▶ **Exercices proposés**
1. Selon le texte sur l'aéroport de Saint-Hubert, à combien de passagers et passagères s'élève actuellement le trafic aérien du Grand Montréal ?
2. Dressez la liste de toutes les universités nommées dans le texte sur l'aéroport de Saint-Hubert.

▶ **Texte fourni**
※ ※ ※
Aéroport de Saint-Hubert Décollage prévu malgré les voyants au rouge

30 millions en 2030, 40 millions en 2040, 50 millions en 2050. De quoi parle-t-on ? Du nombre anticipé de passagers et passagères aérien·ne·s dans la région de Montréal, du moins selon les prévisions des gestionnaires de l’aéroport de Saint-Hubert à Longueuil (DASH-L) qui entendent développer cet aéroport pour seconder Montréal-Trudeau (YUL).

Julien Keller, professeur, Département des Sciences de l’UQAM (Collaboration spéciale)

5 avril 2024, tiré de PressMob, Édition écrite, vol. 5, no 4

Devant la Chambre de commerce du Montréal métropolitain, le directeur général de DASH-L Yanic Roy s’enthousiasmait le 24 novembre 2023 de l’augmentation à venir du trafic aérien dans le Grand Montréal, qui se chiffre actuellement à 21 millions de passagers et passagères. En pleine crise climatique, il faut faire preuve d’irresponsabilité pour accepter, justifier puis encourager un tel accroissement.

L’industrie du transport aérien repose aujourd’hui à plus de 99% sur une seule énergie : le pétrole. Un carburant indépassable, puisque le seul à pouvoir offrir une densité énergétique suffisante pour mouvoir des avions de plus de 50 tonnes sur des milliers de kilomètres, quoi qu’en disent les chantres de l’avion électrique.

Cette consommation ahurissante de kérosène par les avions engendre inexorablement plusieurs pollutions gravissimes. Une pollution de l’air aux particules ultra-fines (du nanométal tel que le plomb ou le nickel comme relevé par la professeure Ariya de l’Université McGill) qui sont cancérigènes selon des études scientifiques récentes de l’Université de Berne. Cette pollution de l’air s’ajoute à celle déjà responsable de 4000 morts prématurées annuellement au Québec selon Santé Canada.

Et cette pollution atmosphérique ne pourra qu’empirer à l’avenir avec les redoutés mégafeux de forêt, à l’instar de ceux de l’été 2023. Des mégafeux récurrents et anticipés par les climatologues du GIEC, qui sont la conséquence d‘un « effondrement climatique » pour reprendre l’expression du secrétaire général de l‘ONU. On le sait, cette situation a pour origine principale l’activité humaine, notamment nos émissions de gaz à effet de serre (GES) comme le dioxyde de carbone (CO2). Une tonne de kérosène émet environ trois tonnes de CO2. Que l‘on songe à la quantité de CO2 qui résultera de l’utilisation programmée des dizaines de milliers de tonnes de kérosène par année à St-Hubert, alors qu’il est nécessaire de réduire nos émissions de GES !
※ ※ ※
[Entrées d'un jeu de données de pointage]
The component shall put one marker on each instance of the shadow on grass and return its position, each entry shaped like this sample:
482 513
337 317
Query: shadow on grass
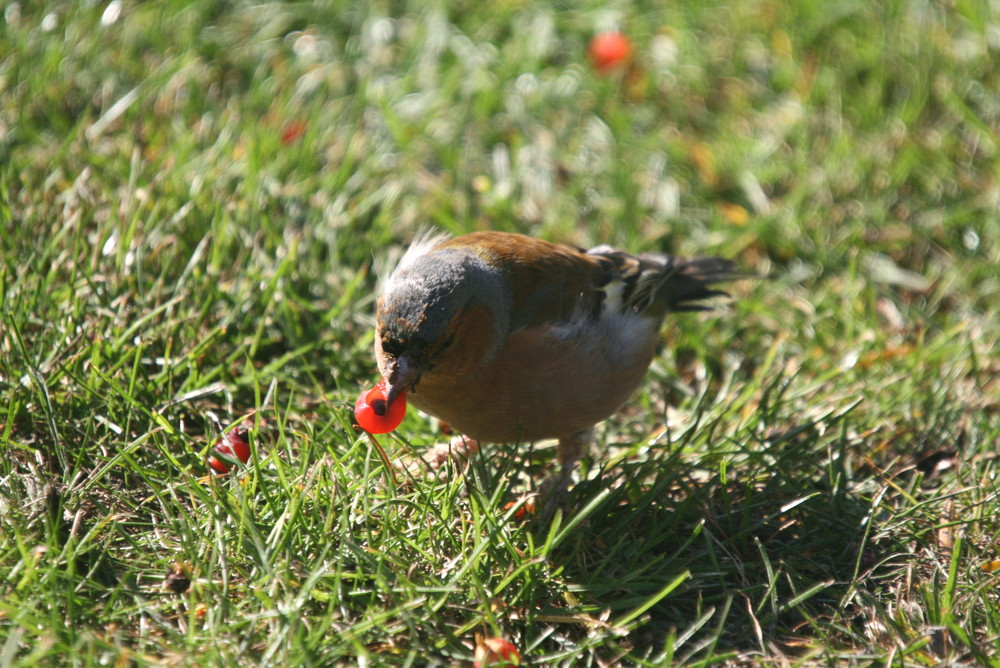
768 535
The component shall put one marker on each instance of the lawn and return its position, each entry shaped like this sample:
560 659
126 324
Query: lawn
197 199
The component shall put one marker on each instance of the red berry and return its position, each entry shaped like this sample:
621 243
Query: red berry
373 413
232 445
495 652
292 131
609 51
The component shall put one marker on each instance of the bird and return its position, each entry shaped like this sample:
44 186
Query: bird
508 338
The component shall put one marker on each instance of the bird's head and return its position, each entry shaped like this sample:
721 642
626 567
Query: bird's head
444 313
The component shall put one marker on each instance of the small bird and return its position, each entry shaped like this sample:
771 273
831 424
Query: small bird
508 338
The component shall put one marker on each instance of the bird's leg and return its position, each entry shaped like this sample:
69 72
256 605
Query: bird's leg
568 452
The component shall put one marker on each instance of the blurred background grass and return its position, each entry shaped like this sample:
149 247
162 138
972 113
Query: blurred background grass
195 199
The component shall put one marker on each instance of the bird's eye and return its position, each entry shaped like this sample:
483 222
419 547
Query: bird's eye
392 347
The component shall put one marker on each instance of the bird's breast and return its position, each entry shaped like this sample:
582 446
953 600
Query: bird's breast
548 381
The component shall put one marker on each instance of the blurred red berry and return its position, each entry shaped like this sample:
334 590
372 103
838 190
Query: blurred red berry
232 445
609 51
374 414
495 652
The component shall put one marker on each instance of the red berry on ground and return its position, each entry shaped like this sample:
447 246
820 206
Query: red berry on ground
232 445
495 652
292 131
374 414
609 51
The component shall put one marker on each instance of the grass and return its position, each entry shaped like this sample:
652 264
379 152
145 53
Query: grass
195 199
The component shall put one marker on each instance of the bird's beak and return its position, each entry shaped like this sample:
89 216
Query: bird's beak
402 374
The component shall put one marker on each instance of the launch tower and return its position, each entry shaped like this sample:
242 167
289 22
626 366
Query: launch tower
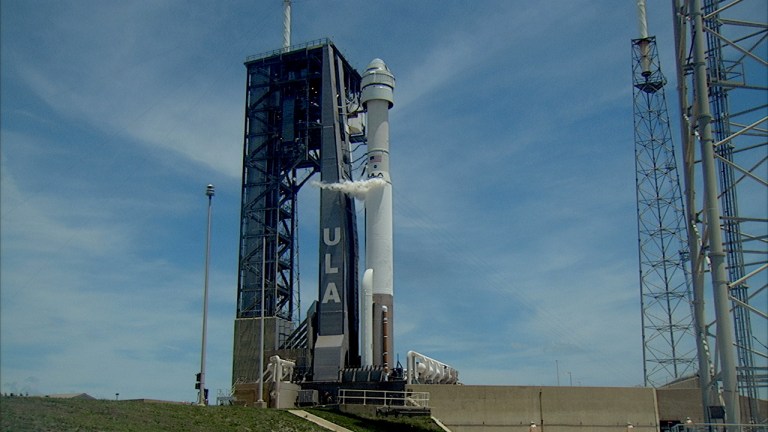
298 103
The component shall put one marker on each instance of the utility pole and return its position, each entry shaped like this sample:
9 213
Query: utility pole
202 398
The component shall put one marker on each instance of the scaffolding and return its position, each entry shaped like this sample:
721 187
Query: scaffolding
722 73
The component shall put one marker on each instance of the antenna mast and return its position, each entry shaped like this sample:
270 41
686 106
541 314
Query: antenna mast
286 24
※ ※ ※
▶ **Réponses rédigées**
1. Il s'élève à 21 millions de passagers et passagères.

2.
- L'UQAM
- L'Université McGill
- L'Université de Berne